Task instructions -> Extract the line that contains "Can you find the person" and every line after it to the end of the records below, exactly as written and nothing else.

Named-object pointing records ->
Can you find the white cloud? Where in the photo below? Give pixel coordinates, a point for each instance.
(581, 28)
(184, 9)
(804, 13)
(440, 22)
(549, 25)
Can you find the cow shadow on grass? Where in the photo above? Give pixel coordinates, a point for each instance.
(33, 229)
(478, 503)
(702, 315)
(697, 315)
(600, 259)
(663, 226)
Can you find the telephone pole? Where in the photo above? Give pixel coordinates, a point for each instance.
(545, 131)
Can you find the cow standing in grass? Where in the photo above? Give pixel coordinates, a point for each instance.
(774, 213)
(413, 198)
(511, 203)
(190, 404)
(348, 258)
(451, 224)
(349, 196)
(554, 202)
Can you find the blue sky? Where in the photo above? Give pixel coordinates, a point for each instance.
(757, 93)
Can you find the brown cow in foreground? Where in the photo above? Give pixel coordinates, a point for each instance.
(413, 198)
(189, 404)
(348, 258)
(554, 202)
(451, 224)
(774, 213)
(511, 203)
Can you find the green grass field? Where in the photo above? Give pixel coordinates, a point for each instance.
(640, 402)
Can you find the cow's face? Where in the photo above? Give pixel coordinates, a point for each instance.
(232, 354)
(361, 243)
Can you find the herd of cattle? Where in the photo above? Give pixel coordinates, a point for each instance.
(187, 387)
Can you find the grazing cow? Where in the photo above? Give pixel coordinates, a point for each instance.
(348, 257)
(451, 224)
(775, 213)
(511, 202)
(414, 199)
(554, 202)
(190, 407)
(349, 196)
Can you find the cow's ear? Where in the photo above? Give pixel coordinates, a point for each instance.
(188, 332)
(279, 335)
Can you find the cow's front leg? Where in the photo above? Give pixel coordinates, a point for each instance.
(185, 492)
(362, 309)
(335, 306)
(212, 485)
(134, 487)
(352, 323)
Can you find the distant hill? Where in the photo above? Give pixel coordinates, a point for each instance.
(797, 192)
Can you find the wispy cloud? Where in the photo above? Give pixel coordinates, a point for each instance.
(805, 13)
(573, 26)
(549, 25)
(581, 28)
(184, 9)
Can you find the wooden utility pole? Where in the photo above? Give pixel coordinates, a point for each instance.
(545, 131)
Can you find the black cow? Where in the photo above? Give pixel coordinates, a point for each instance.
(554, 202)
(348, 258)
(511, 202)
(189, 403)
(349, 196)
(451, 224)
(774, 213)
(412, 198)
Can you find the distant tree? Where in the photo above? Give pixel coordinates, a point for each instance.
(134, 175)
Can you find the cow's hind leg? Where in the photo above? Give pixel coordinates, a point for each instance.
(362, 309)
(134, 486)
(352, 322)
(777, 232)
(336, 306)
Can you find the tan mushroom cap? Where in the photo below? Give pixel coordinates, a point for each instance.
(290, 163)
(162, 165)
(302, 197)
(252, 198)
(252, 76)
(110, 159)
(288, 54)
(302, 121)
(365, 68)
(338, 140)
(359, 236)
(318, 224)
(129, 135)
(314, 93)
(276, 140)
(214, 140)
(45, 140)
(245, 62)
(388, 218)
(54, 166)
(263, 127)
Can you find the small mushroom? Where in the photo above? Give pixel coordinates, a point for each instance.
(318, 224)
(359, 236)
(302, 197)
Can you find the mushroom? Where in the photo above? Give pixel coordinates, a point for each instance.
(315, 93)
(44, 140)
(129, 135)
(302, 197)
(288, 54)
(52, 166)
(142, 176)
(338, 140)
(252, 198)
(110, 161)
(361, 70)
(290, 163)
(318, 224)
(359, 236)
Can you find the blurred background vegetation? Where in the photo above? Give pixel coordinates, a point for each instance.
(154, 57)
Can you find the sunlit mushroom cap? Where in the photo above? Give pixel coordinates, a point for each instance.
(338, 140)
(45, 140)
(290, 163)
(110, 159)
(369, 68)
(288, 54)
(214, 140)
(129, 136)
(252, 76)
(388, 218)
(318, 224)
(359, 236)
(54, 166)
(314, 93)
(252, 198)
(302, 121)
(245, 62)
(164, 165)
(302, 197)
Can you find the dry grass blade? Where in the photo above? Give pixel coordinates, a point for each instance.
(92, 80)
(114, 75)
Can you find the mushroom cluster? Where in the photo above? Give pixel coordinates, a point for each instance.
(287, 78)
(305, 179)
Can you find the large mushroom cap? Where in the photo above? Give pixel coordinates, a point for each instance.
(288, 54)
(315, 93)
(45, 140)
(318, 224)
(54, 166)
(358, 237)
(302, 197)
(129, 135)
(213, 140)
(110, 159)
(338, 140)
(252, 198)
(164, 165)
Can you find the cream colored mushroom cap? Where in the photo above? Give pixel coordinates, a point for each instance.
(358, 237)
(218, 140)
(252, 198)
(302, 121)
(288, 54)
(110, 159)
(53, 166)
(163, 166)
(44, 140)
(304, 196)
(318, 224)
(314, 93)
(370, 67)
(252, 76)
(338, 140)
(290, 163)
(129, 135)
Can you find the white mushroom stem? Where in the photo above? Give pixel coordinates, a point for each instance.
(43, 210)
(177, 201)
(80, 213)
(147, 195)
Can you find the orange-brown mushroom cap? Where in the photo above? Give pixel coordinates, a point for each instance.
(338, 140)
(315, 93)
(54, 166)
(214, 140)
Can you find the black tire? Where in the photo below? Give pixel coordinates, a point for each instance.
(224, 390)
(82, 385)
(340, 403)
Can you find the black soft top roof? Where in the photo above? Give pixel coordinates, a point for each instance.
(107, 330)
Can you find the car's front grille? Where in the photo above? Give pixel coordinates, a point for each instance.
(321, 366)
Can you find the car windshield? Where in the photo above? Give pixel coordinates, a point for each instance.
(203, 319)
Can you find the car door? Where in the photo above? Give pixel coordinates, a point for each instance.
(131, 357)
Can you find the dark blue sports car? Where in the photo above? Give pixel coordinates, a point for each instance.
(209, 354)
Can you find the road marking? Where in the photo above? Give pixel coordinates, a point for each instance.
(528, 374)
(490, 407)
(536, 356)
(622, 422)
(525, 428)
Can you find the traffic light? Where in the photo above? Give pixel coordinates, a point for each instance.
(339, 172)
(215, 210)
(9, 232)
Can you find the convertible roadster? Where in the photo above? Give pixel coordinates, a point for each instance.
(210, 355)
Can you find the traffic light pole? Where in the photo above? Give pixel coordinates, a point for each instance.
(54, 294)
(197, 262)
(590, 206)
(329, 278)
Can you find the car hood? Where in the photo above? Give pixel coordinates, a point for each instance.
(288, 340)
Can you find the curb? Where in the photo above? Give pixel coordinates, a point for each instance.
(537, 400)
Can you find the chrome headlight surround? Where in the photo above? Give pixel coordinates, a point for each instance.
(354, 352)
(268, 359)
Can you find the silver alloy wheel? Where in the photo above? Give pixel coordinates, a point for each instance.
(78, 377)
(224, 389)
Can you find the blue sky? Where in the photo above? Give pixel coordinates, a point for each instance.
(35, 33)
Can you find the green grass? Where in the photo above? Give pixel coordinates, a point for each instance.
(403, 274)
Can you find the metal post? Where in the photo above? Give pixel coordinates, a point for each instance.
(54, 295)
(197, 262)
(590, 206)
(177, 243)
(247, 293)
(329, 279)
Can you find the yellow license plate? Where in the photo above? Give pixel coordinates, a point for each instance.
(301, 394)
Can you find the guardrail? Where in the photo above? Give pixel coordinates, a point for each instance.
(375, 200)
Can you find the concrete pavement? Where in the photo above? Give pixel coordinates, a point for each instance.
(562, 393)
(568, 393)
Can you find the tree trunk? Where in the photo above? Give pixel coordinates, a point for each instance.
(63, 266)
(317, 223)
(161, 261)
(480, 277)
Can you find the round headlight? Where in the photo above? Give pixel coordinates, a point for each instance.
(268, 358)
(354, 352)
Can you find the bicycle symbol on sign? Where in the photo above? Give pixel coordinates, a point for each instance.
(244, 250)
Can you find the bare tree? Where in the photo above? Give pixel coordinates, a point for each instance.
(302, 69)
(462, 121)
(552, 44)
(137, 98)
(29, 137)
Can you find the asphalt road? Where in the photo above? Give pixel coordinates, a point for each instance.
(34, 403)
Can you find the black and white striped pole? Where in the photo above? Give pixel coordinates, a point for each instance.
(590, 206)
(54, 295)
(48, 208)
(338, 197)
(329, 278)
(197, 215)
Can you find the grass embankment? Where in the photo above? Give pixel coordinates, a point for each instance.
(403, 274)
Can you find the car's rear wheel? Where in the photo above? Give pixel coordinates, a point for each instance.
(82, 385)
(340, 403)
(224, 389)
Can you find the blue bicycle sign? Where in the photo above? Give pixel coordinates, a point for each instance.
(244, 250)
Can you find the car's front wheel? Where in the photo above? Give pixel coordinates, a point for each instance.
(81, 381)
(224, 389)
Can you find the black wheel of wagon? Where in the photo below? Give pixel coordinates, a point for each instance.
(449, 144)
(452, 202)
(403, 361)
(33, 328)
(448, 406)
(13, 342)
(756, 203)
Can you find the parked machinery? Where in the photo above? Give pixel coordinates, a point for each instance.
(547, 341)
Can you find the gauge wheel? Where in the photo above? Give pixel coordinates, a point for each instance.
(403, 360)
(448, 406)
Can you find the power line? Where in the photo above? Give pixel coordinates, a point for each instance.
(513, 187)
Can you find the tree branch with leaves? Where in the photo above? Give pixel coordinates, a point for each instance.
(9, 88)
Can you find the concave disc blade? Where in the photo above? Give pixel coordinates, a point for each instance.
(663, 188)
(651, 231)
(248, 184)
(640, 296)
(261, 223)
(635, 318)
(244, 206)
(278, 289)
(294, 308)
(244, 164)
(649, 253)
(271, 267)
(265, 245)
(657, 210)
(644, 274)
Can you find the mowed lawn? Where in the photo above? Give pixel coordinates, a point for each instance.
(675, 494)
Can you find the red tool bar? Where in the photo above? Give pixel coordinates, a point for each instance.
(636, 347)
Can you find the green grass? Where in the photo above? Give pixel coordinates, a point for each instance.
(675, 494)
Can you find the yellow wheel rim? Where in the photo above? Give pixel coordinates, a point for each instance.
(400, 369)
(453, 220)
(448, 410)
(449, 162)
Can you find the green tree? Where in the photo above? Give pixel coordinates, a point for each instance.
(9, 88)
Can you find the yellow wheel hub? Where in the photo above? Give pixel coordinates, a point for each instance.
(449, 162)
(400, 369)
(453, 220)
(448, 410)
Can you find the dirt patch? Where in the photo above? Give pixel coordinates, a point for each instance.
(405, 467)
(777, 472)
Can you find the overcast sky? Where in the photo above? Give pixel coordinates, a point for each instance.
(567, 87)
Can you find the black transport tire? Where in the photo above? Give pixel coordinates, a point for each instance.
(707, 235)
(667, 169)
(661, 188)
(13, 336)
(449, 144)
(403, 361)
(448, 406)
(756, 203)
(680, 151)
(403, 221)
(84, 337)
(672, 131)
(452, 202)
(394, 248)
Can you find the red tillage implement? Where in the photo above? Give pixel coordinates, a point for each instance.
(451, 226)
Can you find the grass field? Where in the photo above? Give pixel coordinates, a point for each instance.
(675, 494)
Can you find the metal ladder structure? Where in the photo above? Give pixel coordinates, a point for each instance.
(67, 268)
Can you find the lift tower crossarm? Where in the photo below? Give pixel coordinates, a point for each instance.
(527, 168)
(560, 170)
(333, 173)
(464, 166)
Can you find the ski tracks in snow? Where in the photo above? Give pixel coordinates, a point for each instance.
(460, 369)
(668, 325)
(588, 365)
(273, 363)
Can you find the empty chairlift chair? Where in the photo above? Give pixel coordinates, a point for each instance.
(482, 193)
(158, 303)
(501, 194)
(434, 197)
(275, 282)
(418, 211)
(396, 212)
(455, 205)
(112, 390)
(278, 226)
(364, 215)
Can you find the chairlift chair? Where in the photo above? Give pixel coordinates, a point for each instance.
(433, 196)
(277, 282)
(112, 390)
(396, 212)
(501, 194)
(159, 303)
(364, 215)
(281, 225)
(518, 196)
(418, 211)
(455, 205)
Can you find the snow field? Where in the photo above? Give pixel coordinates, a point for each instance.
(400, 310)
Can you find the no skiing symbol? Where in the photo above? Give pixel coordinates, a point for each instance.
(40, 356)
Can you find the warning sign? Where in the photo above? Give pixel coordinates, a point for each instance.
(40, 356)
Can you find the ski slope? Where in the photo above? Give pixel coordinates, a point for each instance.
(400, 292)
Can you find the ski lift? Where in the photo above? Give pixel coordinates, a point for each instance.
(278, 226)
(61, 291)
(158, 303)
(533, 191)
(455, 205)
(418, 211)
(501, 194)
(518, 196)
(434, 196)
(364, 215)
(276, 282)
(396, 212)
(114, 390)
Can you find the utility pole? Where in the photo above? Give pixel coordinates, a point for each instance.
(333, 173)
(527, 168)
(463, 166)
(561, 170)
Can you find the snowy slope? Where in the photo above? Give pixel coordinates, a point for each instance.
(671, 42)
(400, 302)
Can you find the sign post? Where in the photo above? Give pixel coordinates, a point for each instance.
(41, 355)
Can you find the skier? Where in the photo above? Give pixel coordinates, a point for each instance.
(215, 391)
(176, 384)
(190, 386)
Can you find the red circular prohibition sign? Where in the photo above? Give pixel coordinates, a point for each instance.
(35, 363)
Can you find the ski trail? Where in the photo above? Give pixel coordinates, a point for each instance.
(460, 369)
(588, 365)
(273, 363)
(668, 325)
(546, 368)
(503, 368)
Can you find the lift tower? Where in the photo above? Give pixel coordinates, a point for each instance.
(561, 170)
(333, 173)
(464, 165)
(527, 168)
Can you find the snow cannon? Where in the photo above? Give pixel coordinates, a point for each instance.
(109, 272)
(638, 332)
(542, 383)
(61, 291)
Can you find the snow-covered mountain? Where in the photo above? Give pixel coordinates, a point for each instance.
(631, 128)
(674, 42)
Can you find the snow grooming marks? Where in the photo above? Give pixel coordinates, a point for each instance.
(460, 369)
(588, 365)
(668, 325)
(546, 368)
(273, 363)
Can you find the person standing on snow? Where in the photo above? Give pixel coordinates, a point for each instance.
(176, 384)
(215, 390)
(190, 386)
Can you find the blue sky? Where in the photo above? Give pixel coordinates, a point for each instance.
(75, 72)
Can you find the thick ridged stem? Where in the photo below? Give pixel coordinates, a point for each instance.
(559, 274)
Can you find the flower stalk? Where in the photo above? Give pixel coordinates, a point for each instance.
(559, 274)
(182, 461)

Solution below ->
Can you find the person standing on snow? Where in the photo above? Give pixel coordinates, a point for each instance.
(176, 384)
(215, 390)
(190, 386)
Can you find the blue sky? Where in the photo above? Give pixel coordinates, a point for each instance.
(75, 72)
Can you find the thick ridged stem? Where in the photo below? Give pixel coordinates, a point for each instance.
(559, 274)
Can you find the flower stalk? Where in the photo above? Give pixel coordinates, a point for each instance.
(559, 274)
(182, 461)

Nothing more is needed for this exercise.